### Document passage
========

We are now going to start discussing another very important bit of practical machine learning methodology: feature selection.
Feature selection is tightly related to model selection and some might even argue that it is, in fact, a type of model selection. We won’t get too hung up on the semantics, and instead jump right into motivating why it’s such an important technique.
Consider the following scenario: you are dealing with a supervised problem domain where you have come up with a number of features that you deem could be important to building a powerful classifier.
To make the problem concrete, let’s say you are trying to build a spam classifier and you’ve come up with 10,000 features, where each feature denotes whether a given email you are trying to classify contains (or doesn’t) one of 10,000 possible words. So some of the features could be CONTAINS(“the”), CONTAINS(“cat”), or CONTAINS(“viagra”).
Let’s say further that you have only 500 emails in your entire dataset. What’s one big problem you may encounter?
Well, in this case, you have far more features than you have data points. In such situations, your model will be overspecified. In other words, you have a very high chance of overfitting on your dataset.
In fact, it’s quite likely that most of the features you’ve thought of won’t actually help you build a more robust spam classifier. This is because you are adding a feature for each of 10,000 words, and it seems unlikely that a feature like CONTAINS(“the”) will help you determine a spam email.

========

### Supplied entries

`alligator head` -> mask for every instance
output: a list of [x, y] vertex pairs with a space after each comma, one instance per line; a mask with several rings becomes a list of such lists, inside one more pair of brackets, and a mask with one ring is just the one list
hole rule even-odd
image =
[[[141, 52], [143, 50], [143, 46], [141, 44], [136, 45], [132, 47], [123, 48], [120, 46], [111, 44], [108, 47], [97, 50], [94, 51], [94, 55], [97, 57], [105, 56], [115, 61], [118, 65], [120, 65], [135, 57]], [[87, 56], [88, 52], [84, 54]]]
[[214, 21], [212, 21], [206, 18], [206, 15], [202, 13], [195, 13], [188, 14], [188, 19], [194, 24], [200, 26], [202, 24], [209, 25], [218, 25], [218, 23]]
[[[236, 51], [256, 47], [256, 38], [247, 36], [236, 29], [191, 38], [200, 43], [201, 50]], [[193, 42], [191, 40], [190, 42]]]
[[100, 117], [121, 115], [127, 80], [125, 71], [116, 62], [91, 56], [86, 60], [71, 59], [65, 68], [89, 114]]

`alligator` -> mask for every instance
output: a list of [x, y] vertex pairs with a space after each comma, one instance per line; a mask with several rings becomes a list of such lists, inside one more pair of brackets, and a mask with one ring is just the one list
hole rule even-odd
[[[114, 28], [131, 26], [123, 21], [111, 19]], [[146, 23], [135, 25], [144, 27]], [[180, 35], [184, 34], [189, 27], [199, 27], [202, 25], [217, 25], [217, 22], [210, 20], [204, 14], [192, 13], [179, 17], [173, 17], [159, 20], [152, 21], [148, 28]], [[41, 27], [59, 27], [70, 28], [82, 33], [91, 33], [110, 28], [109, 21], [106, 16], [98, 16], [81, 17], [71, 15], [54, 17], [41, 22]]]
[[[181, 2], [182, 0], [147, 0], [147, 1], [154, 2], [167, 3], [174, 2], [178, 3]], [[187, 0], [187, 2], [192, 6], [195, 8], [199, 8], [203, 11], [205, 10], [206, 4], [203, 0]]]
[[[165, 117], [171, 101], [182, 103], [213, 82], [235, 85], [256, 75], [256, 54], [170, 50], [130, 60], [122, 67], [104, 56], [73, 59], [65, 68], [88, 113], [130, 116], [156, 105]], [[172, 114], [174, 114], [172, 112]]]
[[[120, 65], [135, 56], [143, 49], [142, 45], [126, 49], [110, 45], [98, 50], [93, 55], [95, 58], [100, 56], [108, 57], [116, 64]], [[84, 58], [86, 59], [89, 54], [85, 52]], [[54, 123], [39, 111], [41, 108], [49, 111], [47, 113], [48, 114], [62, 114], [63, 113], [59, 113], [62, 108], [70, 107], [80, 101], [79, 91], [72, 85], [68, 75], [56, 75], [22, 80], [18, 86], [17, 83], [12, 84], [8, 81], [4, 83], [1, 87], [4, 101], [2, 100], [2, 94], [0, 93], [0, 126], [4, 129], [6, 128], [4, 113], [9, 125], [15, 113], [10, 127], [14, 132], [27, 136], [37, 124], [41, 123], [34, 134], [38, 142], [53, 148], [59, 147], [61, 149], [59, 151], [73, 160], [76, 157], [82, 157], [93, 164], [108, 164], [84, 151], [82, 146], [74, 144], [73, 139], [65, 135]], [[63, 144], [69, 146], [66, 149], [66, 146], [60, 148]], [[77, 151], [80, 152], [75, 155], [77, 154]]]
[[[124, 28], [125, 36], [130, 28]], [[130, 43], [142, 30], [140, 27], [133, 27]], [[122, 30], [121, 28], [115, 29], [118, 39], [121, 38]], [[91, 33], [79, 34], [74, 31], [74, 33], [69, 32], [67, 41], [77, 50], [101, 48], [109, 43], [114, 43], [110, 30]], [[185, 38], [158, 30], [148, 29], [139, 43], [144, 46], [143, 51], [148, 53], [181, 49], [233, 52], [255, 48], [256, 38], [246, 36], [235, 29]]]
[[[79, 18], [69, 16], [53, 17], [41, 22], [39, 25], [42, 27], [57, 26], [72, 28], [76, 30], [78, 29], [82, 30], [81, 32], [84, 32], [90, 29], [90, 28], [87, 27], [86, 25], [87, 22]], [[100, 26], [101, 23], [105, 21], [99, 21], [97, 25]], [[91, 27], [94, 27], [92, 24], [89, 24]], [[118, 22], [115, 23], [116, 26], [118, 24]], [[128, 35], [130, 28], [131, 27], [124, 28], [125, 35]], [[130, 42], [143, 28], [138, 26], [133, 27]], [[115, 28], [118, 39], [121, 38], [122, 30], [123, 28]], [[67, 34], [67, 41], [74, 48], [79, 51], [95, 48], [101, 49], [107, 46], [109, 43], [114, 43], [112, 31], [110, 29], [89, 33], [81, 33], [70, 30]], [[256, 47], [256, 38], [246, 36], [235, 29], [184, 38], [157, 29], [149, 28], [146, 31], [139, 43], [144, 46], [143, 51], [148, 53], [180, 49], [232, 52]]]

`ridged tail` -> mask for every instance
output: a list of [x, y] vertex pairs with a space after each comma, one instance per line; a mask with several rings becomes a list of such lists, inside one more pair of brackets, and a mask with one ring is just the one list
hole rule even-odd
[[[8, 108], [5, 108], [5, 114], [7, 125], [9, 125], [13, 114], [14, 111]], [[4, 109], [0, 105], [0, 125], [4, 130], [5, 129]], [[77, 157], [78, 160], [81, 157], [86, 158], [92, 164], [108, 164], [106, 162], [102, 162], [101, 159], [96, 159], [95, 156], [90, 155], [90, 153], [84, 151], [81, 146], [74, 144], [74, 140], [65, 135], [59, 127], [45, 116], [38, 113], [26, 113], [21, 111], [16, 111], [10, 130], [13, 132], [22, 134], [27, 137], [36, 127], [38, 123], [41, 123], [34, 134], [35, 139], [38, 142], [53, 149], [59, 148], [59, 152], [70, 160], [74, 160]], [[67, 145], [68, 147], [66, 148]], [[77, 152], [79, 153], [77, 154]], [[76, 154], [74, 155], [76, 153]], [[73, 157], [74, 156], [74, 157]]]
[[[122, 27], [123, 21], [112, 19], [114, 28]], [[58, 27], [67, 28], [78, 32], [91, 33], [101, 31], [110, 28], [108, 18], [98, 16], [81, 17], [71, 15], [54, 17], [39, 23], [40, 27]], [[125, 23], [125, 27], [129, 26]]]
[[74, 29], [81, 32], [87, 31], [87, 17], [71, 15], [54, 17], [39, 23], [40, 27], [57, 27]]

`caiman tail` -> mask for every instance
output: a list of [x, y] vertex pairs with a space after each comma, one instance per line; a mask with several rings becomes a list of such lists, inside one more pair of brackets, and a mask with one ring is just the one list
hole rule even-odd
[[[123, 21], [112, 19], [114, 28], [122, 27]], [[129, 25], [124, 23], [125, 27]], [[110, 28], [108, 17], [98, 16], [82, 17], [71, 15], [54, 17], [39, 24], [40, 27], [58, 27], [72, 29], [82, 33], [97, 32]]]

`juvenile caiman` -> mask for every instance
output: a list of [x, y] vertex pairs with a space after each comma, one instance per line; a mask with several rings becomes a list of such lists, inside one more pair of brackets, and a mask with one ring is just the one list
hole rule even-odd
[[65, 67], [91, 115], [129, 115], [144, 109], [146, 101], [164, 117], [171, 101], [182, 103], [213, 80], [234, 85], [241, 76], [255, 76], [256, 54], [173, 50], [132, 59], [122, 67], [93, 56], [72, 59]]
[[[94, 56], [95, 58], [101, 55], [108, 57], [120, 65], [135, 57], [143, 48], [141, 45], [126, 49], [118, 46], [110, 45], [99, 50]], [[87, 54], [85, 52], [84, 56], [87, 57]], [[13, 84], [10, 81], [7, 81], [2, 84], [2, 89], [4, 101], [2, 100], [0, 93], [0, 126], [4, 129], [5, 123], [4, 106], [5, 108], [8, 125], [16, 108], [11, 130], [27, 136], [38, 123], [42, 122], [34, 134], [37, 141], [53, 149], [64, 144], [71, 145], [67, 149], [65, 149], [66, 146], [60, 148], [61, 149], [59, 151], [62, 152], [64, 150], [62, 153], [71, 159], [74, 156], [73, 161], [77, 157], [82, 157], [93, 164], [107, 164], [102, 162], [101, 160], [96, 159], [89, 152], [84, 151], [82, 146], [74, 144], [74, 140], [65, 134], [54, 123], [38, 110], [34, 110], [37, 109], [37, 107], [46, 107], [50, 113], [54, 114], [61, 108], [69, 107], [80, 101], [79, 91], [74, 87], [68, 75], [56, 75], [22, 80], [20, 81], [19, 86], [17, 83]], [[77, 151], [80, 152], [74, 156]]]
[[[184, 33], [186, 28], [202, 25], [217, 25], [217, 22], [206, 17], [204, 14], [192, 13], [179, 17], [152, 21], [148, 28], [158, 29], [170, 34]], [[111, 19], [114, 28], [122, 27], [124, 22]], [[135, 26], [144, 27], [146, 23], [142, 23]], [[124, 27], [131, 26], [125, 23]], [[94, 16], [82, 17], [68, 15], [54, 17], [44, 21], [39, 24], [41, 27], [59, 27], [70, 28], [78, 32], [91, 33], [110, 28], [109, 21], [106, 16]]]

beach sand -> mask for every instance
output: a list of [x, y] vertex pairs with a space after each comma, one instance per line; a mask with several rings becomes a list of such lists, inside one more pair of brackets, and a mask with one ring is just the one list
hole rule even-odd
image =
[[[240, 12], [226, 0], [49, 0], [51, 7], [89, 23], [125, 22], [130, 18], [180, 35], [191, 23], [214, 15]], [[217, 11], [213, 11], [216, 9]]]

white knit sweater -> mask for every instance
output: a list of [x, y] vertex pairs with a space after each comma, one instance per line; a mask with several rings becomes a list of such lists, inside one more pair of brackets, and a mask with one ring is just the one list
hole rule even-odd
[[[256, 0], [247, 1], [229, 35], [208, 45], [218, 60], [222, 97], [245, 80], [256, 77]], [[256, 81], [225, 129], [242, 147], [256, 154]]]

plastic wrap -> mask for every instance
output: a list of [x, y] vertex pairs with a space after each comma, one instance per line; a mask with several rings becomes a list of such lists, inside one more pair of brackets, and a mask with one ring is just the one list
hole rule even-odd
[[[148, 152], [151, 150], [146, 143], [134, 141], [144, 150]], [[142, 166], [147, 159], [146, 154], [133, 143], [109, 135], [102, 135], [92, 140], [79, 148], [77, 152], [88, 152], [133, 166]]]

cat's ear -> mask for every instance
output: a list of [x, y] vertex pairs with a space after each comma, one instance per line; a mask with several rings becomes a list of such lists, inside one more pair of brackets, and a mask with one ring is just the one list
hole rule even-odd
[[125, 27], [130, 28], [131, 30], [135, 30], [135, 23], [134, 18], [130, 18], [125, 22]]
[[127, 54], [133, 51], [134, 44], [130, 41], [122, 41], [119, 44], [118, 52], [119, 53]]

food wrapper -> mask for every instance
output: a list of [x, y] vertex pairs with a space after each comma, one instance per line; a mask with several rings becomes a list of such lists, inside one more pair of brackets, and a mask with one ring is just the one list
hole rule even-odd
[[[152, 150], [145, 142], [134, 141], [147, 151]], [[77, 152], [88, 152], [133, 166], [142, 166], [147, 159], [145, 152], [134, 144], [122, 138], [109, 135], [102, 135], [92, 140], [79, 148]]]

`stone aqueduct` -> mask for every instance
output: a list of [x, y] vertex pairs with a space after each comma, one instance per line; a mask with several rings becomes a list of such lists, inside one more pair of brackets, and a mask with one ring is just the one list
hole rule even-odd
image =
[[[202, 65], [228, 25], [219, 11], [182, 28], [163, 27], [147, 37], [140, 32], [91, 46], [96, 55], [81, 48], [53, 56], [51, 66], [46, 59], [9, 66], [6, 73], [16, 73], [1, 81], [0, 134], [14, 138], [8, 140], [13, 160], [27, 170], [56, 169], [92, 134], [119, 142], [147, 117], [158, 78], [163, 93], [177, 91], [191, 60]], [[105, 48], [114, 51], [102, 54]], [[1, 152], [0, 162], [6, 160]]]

========

### Requirements
List every example feature that the passage on feature selection names.

### Response
CONTAINS(“the”), CONTAINS(“cat”), CONTAINS(“viagra”)